[start]
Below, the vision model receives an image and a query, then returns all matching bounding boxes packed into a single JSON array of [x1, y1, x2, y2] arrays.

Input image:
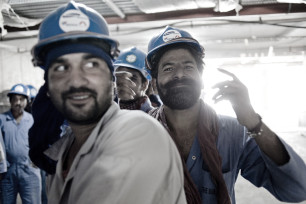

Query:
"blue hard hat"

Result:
[[114, 47, 151, 80], [146, 26, 204, 69], [31, 1, 119, 66], [7, 84, 30, 98], [27, 84, 37, 99]]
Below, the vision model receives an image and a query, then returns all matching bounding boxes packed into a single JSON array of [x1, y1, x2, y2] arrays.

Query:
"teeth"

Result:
[[72, 95, 89, 100]]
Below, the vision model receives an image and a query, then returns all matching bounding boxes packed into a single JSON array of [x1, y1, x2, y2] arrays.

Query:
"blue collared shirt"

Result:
[[0, 131, 7, 174], [0, 111, 33, 166], [186, 116, 306, 204]]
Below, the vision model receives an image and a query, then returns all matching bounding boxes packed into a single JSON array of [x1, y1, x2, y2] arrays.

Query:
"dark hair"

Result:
[[149, 43, 204, 78]]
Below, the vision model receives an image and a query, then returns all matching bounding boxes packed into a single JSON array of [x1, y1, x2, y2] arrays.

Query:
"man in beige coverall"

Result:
[[30, 2, 186, 204]]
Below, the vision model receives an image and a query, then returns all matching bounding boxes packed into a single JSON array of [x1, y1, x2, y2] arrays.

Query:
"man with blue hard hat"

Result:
[[114, 47, 153, 113], [146, 26, 306, 204], [25, 84, 37, 113], [30, 1, 186, 204], [0, 84, 41, 204]]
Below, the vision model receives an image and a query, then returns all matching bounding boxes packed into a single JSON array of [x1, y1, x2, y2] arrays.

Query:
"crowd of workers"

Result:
[[0, 1, 306, 204]]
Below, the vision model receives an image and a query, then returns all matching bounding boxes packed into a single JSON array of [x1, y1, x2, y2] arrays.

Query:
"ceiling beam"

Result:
[[105, 3, 306, 24]]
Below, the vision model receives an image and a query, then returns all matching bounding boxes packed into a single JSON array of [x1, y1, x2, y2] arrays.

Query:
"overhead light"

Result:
[[103, 0, 125, 18], [276, 0, 306, 4]]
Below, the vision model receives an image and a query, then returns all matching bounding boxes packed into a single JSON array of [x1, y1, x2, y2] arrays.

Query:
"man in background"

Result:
[[29, 1, 186, 204], [147, 26, 306, 204], [0, 84, 41, 204], [114, 47, 153, 113]]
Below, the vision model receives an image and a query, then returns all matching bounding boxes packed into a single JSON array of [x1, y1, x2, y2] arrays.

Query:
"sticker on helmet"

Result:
[[59, 9, 90, 32], [126, 54, 137, 63], [163, 30, 182, 42], [30, 89, 37, 96], [14, 85, 24, 92]]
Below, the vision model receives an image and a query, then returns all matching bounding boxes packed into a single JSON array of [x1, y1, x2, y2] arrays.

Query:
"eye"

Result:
[[163, 67, 173, 72], [84, 60, 100, 69], [51, 64, 68, 72], [185, 65, 194, 70], [131, 74, 137, 81]]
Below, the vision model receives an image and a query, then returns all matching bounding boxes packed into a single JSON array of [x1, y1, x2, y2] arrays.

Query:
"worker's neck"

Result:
[[164, 100, 200, 132], [11, 109, 23, 123], [69, 122, 97, 146]]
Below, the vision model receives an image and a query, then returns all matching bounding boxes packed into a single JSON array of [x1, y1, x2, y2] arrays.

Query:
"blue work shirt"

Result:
[[0, 111, 33, 166], [186, 116, 306, 204], [0, 131, 7, 174]]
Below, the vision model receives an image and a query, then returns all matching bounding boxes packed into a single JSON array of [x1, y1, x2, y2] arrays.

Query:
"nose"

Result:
[[173, 65, 185, 79], [69, 68, 89, 88], [16, 99, 21, 105]]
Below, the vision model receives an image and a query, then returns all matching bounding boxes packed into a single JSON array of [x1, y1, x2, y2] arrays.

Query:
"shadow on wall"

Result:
[[0, 90, 11, 113]]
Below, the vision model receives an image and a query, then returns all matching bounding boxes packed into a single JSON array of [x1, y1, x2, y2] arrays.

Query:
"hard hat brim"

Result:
[[146, 38, 204, 70], [31, 31, 119, 66], [114, 63, 152, 81]]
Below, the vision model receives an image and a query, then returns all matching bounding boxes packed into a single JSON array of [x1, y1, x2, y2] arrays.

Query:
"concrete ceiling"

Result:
[[0, 0, 306, 61]]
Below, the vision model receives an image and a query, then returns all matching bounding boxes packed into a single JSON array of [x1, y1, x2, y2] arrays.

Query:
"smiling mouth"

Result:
[[67, 93, 91, 101]]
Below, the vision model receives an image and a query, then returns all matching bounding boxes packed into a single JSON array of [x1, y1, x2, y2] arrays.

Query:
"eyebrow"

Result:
[[162, 60, 194, 67], [83, 53, 104, 60]]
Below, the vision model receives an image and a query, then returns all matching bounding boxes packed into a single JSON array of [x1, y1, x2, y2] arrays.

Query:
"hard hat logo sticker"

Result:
[[126, 55, 137, 63], [59, 9, 90, 32], [15, 85, 24, 92], [163, 30, 182, 42]]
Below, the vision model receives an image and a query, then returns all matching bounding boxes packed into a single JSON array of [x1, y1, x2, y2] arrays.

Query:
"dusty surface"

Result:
[[235, 132, 306, 204]]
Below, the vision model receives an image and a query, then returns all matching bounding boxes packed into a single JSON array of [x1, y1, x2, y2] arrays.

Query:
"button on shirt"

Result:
[[186, 116, 306, 204], [0, 111, 33, 165]]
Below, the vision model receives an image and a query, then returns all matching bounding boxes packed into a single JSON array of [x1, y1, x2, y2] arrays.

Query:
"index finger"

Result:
[[217, 68, 238, 80]]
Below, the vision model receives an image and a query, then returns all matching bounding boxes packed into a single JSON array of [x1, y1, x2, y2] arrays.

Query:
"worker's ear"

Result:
[[152, 78, 158, 94], [141, 80, 149, 92]]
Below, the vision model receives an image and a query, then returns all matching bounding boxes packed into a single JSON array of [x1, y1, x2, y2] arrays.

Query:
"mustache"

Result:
[[62, 87, 97, 98], [164, 78, 199, 88]]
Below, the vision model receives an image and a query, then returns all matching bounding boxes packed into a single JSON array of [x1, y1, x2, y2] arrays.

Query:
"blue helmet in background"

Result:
[[114, 47, 151, 80], [7, 84, 30, 99], [146, 26, 204, 70], [31, 1, 119, 68], [27, 84, 37, 100]]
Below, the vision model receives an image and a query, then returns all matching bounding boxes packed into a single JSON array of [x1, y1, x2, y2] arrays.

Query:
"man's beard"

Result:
[[52, 87, 112, 125], [157, 79, 201, 110]]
[end]
## Task objective
Rewrite the items from their first line through the line that contains "84, 37, 99]]", both ends included, and add -79 to every bounding box coordinate in the answers. Keep the requests as they are, and leave the pictures out.

## Output for this exercise
Below, the vision model receives an image and a query, then returns all matching bounding boxes packed into a single JSON array of [x1, y1, x2, y2] arrays.

Input image:

Query:
"blue hard hat"

Result:
[[35, -32, 72, 1], [67, -53, 125, -10], [-48, -78, 40, -13], [-72, 5, -49, 19], [-52, 5, -42, 20]]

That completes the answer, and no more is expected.